What you should do –
Transcribe only what runs from the line containing "A single pin marks each instance of the coral" through the final line below, exactly, and leave every picture out.

Stored records –
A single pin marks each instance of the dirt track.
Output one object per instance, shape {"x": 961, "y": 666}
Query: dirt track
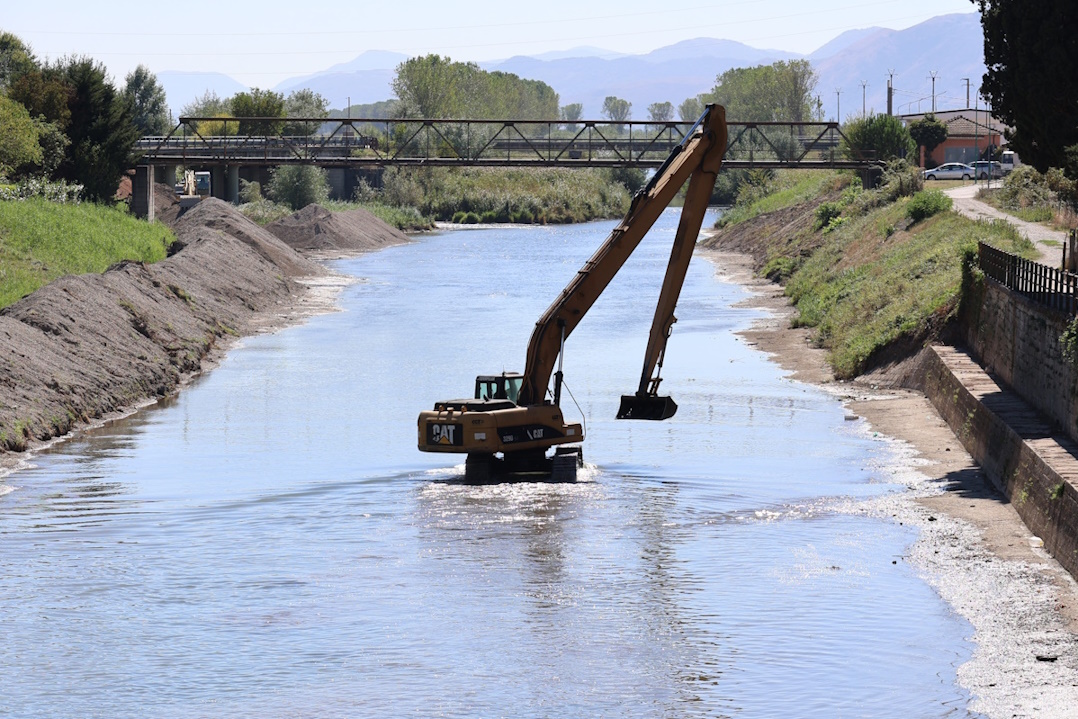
{"x": 85, "y": 347}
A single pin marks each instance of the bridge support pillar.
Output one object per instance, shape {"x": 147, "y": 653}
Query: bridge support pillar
{"x": 232, "y": 183}
{"x": 142, "y": 192}
{"x": 217, "y": 181}
{"x": 165, "y": 174}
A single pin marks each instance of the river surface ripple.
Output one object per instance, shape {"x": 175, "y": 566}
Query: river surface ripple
{"x": 270, "y": 543}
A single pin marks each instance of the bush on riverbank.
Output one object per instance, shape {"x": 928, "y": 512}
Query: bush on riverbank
{"x": 873, "y": 282}
{"x": 41, "y": 240}
{"x": 506, "y": 195}
{"x": 406, "y": 219}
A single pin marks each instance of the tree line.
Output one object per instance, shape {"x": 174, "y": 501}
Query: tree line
{"x": 64, "y": 120}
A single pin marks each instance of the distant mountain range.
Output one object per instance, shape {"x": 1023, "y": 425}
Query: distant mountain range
{"x": 949, "y": 45}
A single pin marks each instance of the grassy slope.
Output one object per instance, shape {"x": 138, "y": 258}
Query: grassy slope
{"x": 873, "y": 281}
{"x": 42, "y": 240}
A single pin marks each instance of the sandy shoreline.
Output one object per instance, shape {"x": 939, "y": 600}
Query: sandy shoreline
{"x": 973, "y": 549}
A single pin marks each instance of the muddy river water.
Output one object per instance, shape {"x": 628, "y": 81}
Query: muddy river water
{"x": 271, "y": 543}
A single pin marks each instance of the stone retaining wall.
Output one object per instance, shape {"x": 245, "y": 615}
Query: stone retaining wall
{"x": 1035, "y": 470}
{"x": 1019, "y": 342}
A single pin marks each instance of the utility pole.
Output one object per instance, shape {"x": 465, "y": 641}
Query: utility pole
{"x": 890, "y": 91}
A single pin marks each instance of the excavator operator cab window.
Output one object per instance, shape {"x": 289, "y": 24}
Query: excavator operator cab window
{"x": 499, "y": 387}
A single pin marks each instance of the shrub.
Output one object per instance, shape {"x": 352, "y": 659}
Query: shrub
{"x": 299, "y": 185}
{"x": 878, "y": 137}
{"x": 35, "y": 187}
{"x": 826, "y": 212}
{"x": 926, "y": 204}
{"x": 250, "y": 192}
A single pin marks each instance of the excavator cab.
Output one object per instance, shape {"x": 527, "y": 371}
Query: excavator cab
{"x": 505, "y": 386}
{"x": 514, "y": 419}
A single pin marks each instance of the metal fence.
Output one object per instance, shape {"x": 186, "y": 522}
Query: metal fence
{"x": 1046, "y": 286}
{"x": 381, "y": 142}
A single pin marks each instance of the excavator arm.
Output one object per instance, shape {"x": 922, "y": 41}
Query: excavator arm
{"x": 698, "y": 160}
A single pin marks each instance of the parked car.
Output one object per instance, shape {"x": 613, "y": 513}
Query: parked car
{"x": 1008, "y": 161}
{"x": 950, "y": 171}
{"x": 986, "y": 169}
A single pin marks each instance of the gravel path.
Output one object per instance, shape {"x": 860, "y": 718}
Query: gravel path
{"x": 1049, "y": 243}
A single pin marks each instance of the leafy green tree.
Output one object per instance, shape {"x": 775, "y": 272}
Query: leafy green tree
{"x": 18, "y": 137}
{"x": 101, "y": 128}
{"x": 208, "y": 105}
{"x": 54, "y": 144}
{"x": 617, "y": 109}
{"x": 572, "y": 112}
{"x": 1027, "y": 47}
{"x": 781, "y": 92}
{"x": 795, "y": 83}
{"x": 16, "y": 59}
{"x": 148, "y": 99}
{"x": 436, "y": 86}
{"x": 928, "y": 133}
{"x": 661, "y": 111}
{"x": 45, "y": 94}
{"x": 690, "y": 110}
{"x": 259, "y": 104}
{"x": 299, "y": 185}
{"x": 878, "y": 137}
{"x": 304, "y": 104}
{"x": 431, "y": 86}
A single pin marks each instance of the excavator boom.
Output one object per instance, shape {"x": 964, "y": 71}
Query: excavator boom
{"x": 510, "y": 414}
{"x": 700, "y": 156}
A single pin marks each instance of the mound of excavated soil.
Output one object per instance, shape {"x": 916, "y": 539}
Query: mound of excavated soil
{"x": 87, "y": 345}
{"x": 317, "y": 230}
{"x": 166, "y": 204}
{"x": 218, "y": 215}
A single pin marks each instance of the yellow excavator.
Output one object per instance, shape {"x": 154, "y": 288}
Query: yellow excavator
{"x": 510, "y": 424}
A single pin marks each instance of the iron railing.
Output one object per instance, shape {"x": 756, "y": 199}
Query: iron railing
{"x": 382, "y": 142}
{"x": 1050, "y": 287}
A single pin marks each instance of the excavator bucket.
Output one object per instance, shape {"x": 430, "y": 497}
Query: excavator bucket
{"x": 646, "y": 406}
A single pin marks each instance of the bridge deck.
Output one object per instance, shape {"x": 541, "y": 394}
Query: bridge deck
{"x": 379, "y": 142}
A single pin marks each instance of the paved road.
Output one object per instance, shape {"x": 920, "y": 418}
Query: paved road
{"x": 1049, "y": 243}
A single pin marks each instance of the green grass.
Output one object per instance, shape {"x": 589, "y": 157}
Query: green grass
{"x": 42, "y": 240}
{"x": 524, "y": 195}
{"x": 868, "y": 286}
{"x": 788, "y": 189}
{"x": 406, "y": 219}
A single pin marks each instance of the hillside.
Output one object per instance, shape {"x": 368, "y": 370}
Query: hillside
{"x": 872, "y": 282}
{"x": 41, "y": 240}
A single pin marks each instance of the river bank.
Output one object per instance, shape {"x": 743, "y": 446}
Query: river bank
{"x": 87, "y": 348}
{"x": 973, "y": 548}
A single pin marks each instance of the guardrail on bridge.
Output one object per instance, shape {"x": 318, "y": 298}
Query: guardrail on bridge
{"x": 381, "y": 142}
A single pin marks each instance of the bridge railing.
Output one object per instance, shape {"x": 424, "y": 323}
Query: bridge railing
{"x": 1044, "y": 285}
{"x": 477, "y": 142}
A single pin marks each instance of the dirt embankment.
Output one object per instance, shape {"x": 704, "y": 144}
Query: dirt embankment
{"x": 973, "y": 547}
{"x": 86, "y": 346}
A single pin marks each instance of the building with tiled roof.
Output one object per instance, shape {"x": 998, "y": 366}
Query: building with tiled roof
{"x": 970, "y": 133}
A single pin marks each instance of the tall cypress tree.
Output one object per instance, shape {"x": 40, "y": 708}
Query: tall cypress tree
{"x": 101, "y": 128}
{"x": 1031, "y": 50}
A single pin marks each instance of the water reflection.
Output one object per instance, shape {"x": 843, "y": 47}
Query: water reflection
{"x": 270, "y": 543}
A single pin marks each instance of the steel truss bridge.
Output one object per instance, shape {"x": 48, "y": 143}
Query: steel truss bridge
{"x": 381, "y": 142}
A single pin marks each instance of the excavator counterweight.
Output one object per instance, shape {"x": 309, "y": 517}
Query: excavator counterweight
{"x": 509, "y": 426}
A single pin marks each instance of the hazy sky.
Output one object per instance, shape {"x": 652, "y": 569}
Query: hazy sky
{"x": 262, "y": 43}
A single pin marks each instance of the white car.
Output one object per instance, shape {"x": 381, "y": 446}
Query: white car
{"x": 950, "y": 171}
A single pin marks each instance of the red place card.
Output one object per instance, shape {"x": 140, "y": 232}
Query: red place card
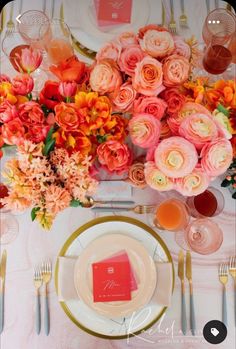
{"x": 111, "y": 281}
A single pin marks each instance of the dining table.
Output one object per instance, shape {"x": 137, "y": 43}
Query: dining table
{"x": 33, "y": 245}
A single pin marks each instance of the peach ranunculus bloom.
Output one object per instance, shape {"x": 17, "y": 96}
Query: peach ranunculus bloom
{"x": 105, "y": 77}
{"x": 144, "y": 130}
{"x": 129, "y": 58}
{"x": 175, "y": 70}
{"x": 148, "y": 77}
{"x": 194, "y": 183}
{"x": 156, "y": 179}
{"x": 176, "y": 157}
{"x": 199, "y": 129}
{"x": 150, "y": 105}
{"x": 124, "y": 97}
{"x": 216, "y": 157}
{"x": 114, "y": 156}
{"x": 157, "y": 44}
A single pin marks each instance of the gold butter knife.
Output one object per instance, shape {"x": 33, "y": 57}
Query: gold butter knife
{"x": 2, "y": 287}
{"x": 189, "y": 277}
{"x": 183, "y": 305}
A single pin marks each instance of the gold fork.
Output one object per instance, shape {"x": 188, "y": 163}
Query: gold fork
{"x": 46, "y": 270}
{"x": 37, "y": 284}
{"x": 172, "y": 24}
{"x": 223, "y": 277}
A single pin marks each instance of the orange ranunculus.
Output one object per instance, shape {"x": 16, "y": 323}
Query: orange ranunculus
{"x": 70, "y": 69}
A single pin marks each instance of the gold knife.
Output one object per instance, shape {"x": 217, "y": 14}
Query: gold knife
{"x": 189, "y": 277}
{"x": 2, "y": 287}
{"x": 183, "y": 305}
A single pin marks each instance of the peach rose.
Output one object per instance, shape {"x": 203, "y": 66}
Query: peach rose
{"x": 144, "y": 130}
{"x": 157, "y": 44}
{"x": 194, "y": 183}
{"x": 150, "y": 105}
{"x": 156, "y": 179}
{"x": 175, "y": 70}
{"x": 124, "y": 97}
{"x": 176, "y": 157}
{"x": 129, "y": 58}
{"x": 105, "y": 77}
{"x": 216, "y": 157}
{"x": 198, "y": 129}
{"x": 148, "y": 77}
{"x": 114, "y": 156}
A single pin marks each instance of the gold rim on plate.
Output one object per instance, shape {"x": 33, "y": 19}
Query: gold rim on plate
{"x": 74, "y": 236}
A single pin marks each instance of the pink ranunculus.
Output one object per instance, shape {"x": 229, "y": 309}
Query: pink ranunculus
{"x": 129, "y": 58}
{"x": 30, "y": 59}
{"x": 216, "y": 157}
{"x": 111, "y": 50}
{"x": 194, "y": 183}
{"x": 114, "y": 156}
{"x": 156, "y": 179}
{"x": 175, "y": 70}
{"x": 105, "y": 77}
{"x": 67, "y": 89}
{"x": 181, "y": 47}
{"x": 144, "y": 130}
{"x": 148, "y": 77}
{"x": 176, "y": 157}
{"x": 157, "y": 44}
{"x": 30, "y": 113}
{"x": 199, "y": 129}
{"x": 8, "y": 112}
{"x": 124, "y": 97}
{"x": 150, "y": 105}
{"x": 22, "y": 84}
{"x": 13, "y": 132}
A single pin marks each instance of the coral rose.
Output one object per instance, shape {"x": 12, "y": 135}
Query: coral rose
{"x": 157, "y": 44}
{"x": 150, "y": 105}
{"x": 216, "y": 157}
{"x": 144, "y": 130}
{"x": 105, "y": 77}
{"x": 22, "y": 84}
{"x": 114, "y": 156}
{"x": 175, "y": 70}
{"x": 148, "y": 77}
{"x": 176, "y": 157}
{"x": 198, "y": 129}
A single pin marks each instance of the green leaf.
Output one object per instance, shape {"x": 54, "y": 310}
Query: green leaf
{"x": 75, "y": 203}
{"x": 33, "y": 213}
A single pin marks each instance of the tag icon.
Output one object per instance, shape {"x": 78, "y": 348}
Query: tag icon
{"x": 214, "y": 331}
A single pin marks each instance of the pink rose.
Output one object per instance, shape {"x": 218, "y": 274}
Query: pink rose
{"x": 150, "y": 105}
{"x": 148, "y": 77}
{"x": 114, "y": 156}
{"x": 8, "y": 112}
{"x": 22, "y": 84}
{"x": 175, "y": 70}
{"x": 110, "y": 51}
{"x": 181, "y": 47}
{"x": 105, "y": 77}
{"x": 194, "y": 183}
{"x": 216, "y": 157}
{"x": 156, "y": 179}
{"x": 176, "y": 157}
{"x": 129, "y": 58}
{"x": 30, "y": 113}
{"x": 144, "y": 130}
{"x": 13, "y": 132}
{"x": 157, "y": 44}
{"x": 124, "y": 97}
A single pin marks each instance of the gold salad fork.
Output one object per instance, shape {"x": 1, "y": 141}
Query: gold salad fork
{"x": 46, "y": 270}
{"x": 223, "y": 277}
{"x": 37, "y": 284}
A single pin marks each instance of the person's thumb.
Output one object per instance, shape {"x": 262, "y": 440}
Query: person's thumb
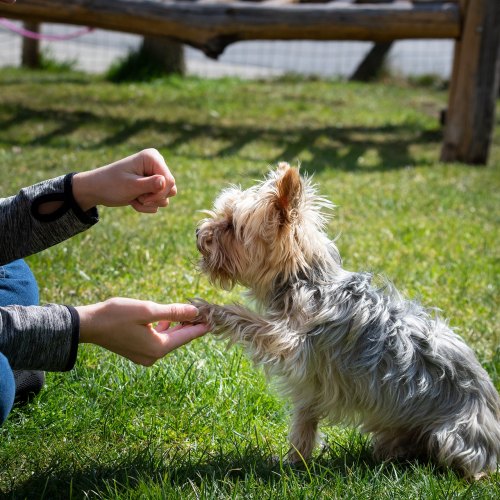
{"x": 152, "y": 184}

Exercise solution –
A single pin marks each instance of the coral rose.
Output one object per instance, shape {"x": 12, "y": 135}
Query: coral rose
{"x": 157, "y": 44}
{"x": 150, "y": 105}
{"x": 216, "y": 157}
{"x": 144, "y": 130}
{"x": 105, "y": 77}
{"x": 22, "y": 84}
{"x": 114, "y": 156}
{"x": 175, "y": 70}
{"x": 148, "y": 77}
{"x": 176, "y": 157}
{"x": 198, "y": 129}
A single pin marks each instance of the green leaf.
Output one object per instance, shape {"x": 54, "y": 310}
Query: green leaf
{"x": 75, "y": 203}
{"x": 33, "y": 213}
A single pin marks each instance of the tag icon.
Output one object per instance, shape {"x": 78, "y": 348}
Query: tag icon
{"x": 214, "y": 331}
A single pin marks each instance of the pink rose.
Output one object per instance, shape {"x": 218, "y": 274}
Query: pink rose
{"x": 150, "y": 105}
{"x": 148, "y": 77}
{"x": 114, "y": 156}
{"x": 8, "y": 112}
{"x": 22, "y": 84}
{"x": 175, "y": 70}
{"x": 110, "y": 51}
{"x": 181, "y": 47}
{"x": 105, "y": 77}
{"x": 194, "y": 183}
{"x": 216, "y": 157}
{"x": 156, "y": 179}
{"x": 176, "y": 157}
{"x": 129, "y": 58}
{"x": 30, "y": 113}
{"x": 144, "y": 130}
{"x": 13, "y": 132}
{"x": 157, "y": 44}
{"x": 124, "y": 97}
A single pin marks each instance of the gold salad fork.
Output one object per instance, shape {"x": 1, "y": 141}
Query: gold salad fork
{"x": 46, "y": 270}
{"x": 223, "y": 277}
{"x": 37, "y": 284}
A single pin marks each instance of the person's thumb.
Output one object per instance, shape {"x": 262, "y": 440}
Query: person's thumb
{"x": 152, "y": 184}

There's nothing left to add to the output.